The request
Make an exact copy of the records, dropping all pictures.

* begin Recorded information *

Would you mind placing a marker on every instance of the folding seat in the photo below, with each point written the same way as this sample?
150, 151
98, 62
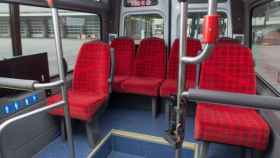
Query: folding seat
230, 68
148, 69
90, 86
169, 86
124, 54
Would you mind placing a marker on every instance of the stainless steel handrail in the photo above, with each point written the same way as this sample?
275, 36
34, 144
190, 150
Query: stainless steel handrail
25, 115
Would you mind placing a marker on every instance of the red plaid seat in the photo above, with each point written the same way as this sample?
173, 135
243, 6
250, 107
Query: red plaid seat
90, 82
230, 68
148, 69
124, 53
169, 86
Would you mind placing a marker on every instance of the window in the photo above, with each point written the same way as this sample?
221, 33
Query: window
38, 36
5, 37
206, 1
142, 26
266, 41
195, 21
140, 3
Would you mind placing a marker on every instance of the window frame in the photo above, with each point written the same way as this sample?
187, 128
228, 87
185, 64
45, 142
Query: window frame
70, 71
250, 43
144, 14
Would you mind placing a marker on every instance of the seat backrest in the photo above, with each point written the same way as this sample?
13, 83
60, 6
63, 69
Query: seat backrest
150, 58
229, 68
193, 47
124, 54
92, 69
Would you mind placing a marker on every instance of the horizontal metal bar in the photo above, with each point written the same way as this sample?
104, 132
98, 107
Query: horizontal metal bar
29, 85
48, 85
20, 84
200, 57
234, 99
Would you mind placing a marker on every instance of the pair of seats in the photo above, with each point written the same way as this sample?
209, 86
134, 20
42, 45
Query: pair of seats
144, 73
90, 87
230, 68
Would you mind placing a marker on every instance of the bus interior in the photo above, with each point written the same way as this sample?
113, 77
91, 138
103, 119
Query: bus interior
139, 78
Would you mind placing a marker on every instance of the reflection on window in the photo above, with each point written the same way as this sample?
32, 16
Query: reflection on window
37, 33
195, 21
266, 41
141, 26
5, 36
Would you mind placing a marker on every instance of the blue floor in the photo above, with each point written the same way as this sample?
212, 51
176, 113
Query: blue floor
134, 120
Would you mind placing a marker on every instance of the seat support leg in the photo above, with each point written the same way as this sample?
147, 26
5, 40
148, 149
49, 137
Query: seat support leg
63, 129
167, 110
92, 130
155, 108
201, 150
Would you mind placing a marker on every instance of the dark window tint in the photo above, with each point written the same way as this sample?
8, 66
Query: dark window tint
142, 26
5, 36
140, 3
37, 33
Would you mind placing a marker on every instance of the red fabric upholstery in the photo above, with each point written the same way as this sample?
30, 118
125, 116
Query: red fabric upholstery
169, 86
90, 82
124, 53
148, 69
230, 68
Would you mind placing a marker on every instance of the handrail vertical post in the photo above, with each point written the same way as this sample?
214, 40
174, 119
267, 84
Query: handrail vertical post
62, 77
181, 74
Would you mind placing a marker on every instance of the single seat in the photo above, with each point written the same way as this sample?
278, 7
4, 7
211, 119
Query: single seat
148, 70
90, 87
124, 54
169, 86
230, 68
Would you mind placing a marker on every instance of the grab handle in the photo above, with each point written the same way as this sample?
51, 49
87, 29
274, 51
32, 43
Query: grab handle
210, 34
19, 84
29, 85
234, 99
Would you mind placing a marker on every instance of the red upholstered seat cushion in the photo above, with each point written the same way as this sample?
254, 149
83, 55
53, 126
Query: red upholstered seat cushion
233, 126
124, 54
148, 68
143, 86
81, 106
230, 68
169, 86
90, 82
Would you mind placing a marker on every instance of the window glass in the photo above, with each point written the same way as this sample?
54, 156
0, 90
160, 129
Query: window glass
142, 26
206, 1
5, 37
140, 3
266, 41
195, 21
38, 36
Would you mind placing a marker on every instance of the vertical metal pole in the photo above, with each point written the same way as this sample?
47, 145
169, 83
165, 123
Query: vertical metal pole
181, 74
212, 7
59, 52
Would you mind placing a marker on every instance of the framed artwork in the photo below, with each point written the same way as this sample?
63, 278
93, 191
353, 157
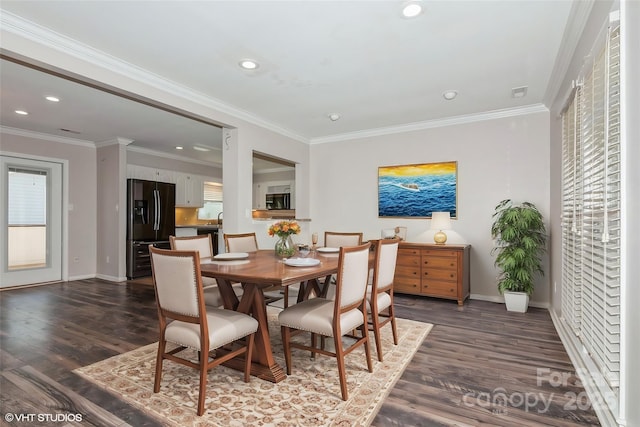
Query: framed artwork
415, 191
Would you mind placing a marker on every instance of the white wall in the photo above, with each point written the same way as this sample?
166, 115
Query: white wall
82, 194
497, 159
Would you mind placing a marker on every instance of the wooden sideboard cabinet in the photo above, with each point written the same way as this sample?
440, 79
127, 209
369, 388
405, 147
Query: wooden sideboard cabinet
433, 270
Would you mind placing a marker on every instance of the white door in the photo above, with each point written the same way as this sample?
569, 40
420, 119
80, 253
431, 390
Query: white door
30, 221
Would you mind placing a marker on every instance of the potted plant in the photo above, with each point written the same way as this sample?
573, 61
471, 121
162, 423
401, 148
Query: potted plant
520, 242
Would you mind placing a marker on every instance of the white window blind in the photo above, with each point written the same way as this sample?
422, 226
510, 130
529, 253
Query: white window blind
27, 197
212, 192
591, 212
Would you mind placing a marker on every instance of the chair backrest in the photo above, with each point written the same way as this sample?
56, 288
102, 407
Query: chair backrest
334, 239
243, 242
178, 284
385, 264
201, 243
352, 277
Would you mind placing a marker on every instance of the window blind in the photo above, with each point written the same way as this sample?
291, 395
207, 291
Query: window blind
212, 192
27, 193
591, 211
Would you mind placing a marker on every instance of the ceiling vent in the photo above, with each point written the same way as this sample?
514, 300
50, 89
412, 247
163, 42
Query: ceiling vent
519, 92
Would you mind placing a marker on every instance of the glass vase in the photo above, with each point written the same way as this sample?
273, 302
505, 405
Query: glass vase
284, 247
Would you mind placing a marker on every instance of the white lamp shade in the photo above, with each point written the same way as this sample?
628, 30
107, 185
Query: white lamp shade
440, 221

* end Recorded information *

Reply to the task
Would you mind placing a marker on every instance of the folding seat in the photo below, with each point written the same way as this sample?
150, 151
98, 62
Query: folding seat
230, 68
148, 69
90, 86
169, 86
124, 54
Would you mind placing a marker on every instance of the stainless steel handrail in the photo above, with each point written the same way as this sample?
275, 36
34, 144
190, 150
Query: stainless steel handrail
25, 115
Would you mind placing a marker on every instance of the red plaid seat in the photo above, with each point written the same way as this sample?
173, 135
243, 6
250, 107
Query: red plaid seat
90, 82
230, 68
148, 69
124, 53
169, 86
Would you mind placing a marker on every instance of the window in the photo above, with each point written the same way as this sample?
221, 33
Query: window
38, 36
5, 37
206, 1
142, 26
266, 41
195, 21
140, 3
Would you mind placing a marker on every instance of the window frame in the photo above, with each point written the same way as this sample?
187, 128
228, 87
185, 64
45, 142
Query: window frame
70, 71
250, 43
144, 14
Would you mind placing a marker on every instance of the seat backrest in the photo above, with each point written the same way as this sample?
13, 83
60, 6
63, 69
Query: seat backrest
150, 58
229, 68
193, 47
124, 54
92, 69
Would you mind placing a marker on every instance of the horizontal metal bar in the photo above, with each point written the same way as this sample?
104, 132
98, 107
Query: horizontal metal bar
29, 85
48, 85
20, 84
200, 57
234, 99
Would you mind placing a marker on every instance of the pair of seats in the photo above, with each point written the same way as this sample?
209, 86
134, 20
42, 45
Query: pair of seats
144, 73
90, 87
230, 68
Would you mind placing a marker on every instance of the bus interior in the photo above, with each point written the same way as this sample?
113, 77
91, 138
103, 119
Query: bus interior
139, 78
Would you mind placing a marker on every instance of the reflection on window in the photo above, with each point written the same way as this sample?
32, 16
Query: reflection on window
37, 33
195, 21
266, 41
141, 26
5, 36
Would you mind placing a marker on every instance of the blue floor in the photo above, with each point written the same way as this sample?
212, 51
176, 113
Query: blue floor
134, 120
Would you mind placing a marker on every instance of the seat support leg in the photo above, with each point written the same way as this sample?
147, 26
5, 40
148, 149
49, 137
Query: seat support leg
63, 129
167, 110
92, 130
155, 108
201, 150
Would you mind placing a marker on every instance of the dark window tint in the photo above, with each point written the same way as this sample?
8, 66
Query: dark window tint
142, 26
5, 36
140, 3
37, 33
Would you mind placing a marker on every instance of the red fabric upholstery in the photo above, with each point written the same way as this sample?
30, 118
125, 116
Query: red fabric upholstery
169, 86
90, 82
124, 53
148, 69
230, 68
Would you mind placing a marker on every instance of the handrail vertical post in the photo above, with each point written the same way as this sample?
214, 40
174, 119
267, 84
Query: handrail vertical post
62, 77
181, 74
Would you mind placing a marker on every instance of the single seat in the photo above, with each point written the same way as this sample?
278, 7
4, 7
211, 119
Query: single seat
148, 70
90, 87
124, 54
169, 86
230, 68
Would you mind placing a marker on every instance of the grab handle in the photo above, with each point written the same way as this sample?
51, 49
87, 29
274, 51
32, 43
Query: grab handle
210, 34
19, 84
29, 85
234, 99
Would you mind placing a marker on every instance of the red upholstered seat cushion in the photo above, with each point written the same way as this sample?
254, 149
83, 55
53, 126
Query: red upholstered seat cushion
233, 126
124, 54
148, 68
143, 86
81, 106
230, 68
169, 86
90, 82
Would you mind placing a marker on every instance of the window glass in the photo above, with each point written the same way as this sample?
54, 156
0, 90
160, 129
Query: window glass
142, 26
206, 1
5, 37
140, 3
266, 41
195, 21
38, 36
Would you mind placing a marker on every instance of the vertical metal pole in the photo above, with each point written the same way as this sample?
47, 145
169, 83
165, 123
Query: vertical metal pole
181, 74
212, 7
59, 52
Would you mind placing a marker on every instance of the framed artwork in the photo below, with each point written the same way as this sample?
63, 278
93, 191
353, 157
Query: framed artwork
415, 191
Would you mind placing a marker on every instance of the white wall in the photo above, with each point written the same way as this sample?
166, 115
Query: white wall
82, 194
497, 159
Would you mind placing a marker on every instance of the wooden sideboard cabinet in the photo above, with each point written the same way as this sample?
440, 79
127, 209
369, 388
405, 147
Query: wooden sideboard cabinet
433, 270
Would you mind placing a marker on every instance of the white door in the photo above, with each point written the same way as this sample?
569, 40
420, 119
80, 253
431, 390
Query: white door
30, 221
Would you mind placing a marker on every instance of the potted plant in the photo above, with each point written the same way as this sample?
573, 61
471, 121
162, 423
401, 148
Query: potted plant
520, 242
Would you mind placing a marker on every instance of the white window blind in the photo above, with each point written the same way as this sample?
422, 226
510, 130
529, 253
Query: white window blind
27, 197
212, 192
591, 212
Would you mind placing a marker on every instance of the chair backrest in the photo above, with each point written the same way as this sample?
56, 288
102, 407
Query: chair backrest
334, 239
243, 242
178, 284
385, 264
201, 243
352, 277
Would you mind placing a marker on every instance of the window blind in the photo above, with each point written the same way as this sample?
291, 395
207, 291
Query: window blind
212, 192
27, 193
591, 211
Would you mind placing a marker on every instance of the ceiling vent in the photo above, with each point written the same way as this sample?
514, 300
50, 89
412, 247
163, 42
Query: ceiling vent
519, 92
Would you mind placing a marker on every instance of the glass vase in the photo above, with each point written the same way as this sample?
273, 302
505, 405
Query: glass vase
284, 247
Would you mind placing a marker on every instance of the white lamp shade in the photo above, with each point written the same way as this sample?
628, 30
107, 185
Query: white lamp shade
440, 221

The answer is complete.